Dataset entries
• • • •
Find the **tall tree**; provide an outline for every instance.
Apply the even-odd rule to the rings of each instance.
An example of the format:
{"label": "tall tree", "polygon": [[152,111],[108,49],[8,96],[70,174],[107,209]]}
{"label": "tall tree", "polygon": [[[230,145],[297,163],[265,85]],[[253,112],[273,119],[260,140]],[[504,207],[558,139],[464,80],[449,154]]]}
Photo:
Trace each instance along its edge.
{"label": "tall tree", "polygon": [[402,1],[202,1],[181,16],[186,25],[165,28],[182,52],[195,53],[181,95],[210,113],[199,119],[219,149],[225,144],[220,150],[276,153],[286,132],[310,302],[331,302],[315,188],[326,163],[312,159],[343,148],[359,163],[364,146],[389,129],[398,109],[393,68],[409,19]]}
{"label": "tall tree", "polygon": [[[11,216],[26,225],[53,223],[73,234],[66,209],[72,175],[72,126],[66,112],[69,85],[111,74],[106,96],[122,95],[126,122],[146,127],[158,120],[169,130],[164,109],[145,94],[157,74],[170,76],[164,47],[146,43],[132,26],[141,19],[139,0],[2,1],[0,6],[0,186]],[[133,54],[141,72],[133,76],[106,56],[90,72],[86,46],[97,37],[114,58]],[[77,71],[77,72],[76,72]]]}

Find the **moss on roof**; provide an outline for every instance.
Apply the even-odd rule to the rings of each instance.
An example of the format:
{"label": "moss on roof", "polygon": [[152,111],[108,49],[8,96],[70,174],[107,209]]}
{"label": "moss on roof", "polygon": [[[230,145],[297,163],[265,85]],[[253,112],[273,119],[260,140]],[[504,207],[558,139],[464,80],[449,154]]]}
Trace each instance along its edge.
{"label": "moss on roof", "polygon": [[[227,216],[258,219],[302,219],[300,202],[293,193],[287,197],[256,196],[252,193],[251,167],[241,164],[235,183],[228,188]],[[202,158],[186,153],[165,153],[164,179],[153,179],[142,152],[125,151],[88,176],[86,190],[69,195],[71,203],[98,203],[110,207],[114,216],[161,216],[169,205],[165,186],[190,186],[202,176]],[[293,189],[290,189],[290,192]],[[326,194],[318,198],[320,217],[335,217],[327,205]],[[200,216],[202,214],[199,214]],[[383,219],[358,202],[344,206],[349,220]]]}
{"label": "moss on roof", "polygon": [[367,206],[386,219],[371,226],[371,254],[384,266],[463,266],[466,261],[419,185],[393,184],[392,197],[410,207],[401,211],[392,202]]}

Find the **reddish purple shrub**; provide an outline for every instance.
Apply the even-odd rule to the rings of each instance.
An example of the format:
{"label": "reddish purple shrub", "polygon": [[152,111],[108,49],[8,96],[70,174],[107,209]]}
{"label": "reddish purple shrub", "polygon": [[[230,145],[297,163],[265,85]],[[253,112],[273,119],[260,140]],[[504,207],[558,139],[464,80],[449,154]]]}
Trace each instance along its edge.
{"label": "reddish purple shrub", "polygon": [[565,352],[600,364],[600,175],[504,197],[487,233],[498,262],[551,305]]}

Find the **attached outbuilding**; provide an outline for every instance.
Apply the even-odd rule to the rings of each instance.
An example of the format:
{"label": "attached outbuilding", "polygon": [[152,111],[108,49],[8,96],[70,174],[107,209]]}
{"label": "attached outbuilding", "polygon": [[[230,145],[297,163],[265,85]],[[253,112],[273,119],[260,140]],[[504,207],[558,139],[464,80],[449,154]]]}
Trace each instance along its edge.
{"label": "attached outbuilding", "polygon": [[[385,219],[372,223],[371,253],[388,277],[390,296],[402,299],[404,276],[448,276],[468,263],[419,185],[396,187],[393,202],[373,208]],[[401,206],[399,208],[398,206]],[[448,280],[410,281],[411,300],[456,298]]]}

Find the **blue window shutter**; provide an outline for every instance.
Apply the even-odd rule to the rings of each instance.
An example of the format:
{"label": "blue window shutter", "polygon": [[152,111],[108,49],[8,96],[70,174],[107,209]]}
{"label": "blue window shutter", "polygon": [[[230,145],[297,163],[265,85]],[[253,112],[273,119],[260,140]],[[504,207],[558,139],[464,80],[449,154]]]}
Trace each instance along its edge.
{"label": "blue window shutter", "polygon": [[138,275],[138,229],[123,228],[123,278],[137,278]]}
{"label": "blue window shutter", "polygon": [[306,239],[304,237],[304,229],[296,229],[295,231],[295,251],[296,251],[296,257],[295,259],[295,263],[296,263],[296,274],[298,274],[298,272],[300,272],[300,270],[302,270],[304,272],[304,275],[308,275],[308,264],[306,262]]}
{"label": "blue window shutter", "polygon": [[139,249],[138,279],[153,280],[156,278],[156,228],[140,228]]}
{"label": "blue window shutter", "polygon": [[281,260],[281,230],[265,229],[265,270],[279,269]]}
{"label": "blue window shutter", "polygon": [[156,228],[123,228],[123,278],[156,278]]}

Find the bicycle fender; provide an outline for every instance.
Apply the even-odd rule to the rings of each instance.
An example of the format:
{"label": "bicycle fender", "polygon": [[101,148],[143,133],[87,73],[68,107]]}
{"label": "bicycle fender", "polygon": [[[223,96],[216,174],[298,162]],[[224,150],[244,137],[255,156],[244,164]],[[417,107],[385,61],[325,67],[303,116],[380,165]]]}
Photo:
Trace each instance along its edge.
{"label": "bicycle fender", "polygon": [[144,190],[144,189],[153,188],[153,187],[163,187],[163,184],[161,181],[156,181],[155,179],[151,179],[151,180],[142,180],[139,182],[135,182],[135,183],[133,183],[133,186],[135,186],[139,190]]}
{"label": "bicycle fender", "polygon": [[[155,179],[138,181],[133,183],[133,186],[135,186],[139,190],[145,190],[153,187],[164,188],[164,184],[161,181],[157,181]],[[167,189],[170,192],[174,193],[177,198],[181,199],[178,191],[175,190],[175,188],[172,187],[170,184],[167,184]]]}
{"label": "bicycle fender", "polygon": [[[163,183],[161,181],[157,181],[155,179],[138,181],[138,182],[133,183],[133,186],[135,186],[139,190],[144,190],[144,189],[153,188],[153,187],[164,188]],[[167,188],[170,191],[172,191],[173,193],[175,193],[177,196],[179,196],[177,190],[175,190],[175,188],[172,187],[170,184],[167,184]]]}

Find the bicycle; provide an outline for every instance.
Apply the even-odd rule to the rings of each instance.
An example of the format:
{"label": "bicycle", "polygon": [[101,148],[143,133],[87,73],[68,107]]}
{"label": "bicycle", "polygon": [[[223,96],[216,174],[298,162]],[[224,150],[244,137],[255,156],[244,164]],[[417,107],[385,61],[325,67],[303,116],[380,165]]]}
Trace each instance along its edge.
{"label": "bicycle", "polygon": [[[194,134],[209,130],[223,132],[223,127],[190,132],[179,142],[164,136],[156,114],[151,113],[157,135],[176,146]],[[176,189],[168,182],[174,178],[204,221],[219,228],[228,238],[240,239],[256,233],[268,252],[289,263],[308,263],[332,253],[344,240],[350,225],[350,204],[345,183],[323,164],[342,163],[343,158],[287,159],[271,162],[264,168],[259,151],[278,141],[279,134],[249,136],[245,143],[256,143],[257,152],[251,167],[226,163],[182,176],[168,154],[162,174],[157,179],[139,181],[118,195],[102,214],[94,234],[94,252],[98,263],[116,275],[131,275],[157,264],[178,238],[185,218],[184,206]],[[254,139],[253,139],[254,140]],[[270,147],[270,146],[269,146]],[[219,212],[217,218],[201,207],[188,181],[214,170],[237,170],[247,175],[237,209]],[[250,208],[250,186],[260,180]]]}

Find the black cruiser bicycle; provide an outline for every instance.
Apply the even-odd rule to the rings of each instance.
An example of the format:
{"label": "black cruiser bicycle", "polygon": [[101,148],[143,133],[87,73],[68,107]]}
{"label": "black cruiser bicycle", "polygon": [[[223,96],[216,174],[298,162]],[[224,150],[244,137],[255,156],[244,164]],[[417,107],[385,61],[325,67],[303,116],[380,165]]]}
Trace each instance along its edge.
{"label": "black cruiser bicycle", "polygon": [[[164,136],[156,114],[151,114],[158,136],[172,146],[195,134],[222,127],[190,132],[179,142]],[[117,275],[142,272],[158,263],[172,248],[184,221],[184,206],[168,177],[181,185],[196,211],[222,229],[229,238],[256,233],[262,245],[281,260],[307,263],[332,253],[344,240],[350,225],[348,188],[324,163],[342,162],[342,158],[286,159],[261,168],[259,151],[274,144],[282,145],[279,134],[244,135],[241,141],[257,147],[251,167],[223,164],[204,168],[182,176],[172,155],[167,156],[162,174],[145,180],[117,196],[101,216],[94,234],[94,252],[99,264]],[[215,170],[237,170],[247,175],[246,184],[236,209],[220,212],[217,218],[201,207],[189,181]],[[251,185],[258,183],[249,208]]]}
• • • •
Aim of the task ->
Return each line in the records that holds the string "outline".

Exercise result ->
Find the **tall tree**; provide an outline for every instance.
Find the **moss on roof**; provide an outline for every instance.
Find the **reddish purple shrub**; provide an outline for every instance.
Find the **attached outbuilding**; provide an outline for every instance.
Find the **blue window shutter**; provide an outline for every instance.
Find the bicycle fender; provide an outline for every instance.
Find the bicycle; provide an outline for every instance.
Find the black cruiser bicycle; provide an outline for every instance.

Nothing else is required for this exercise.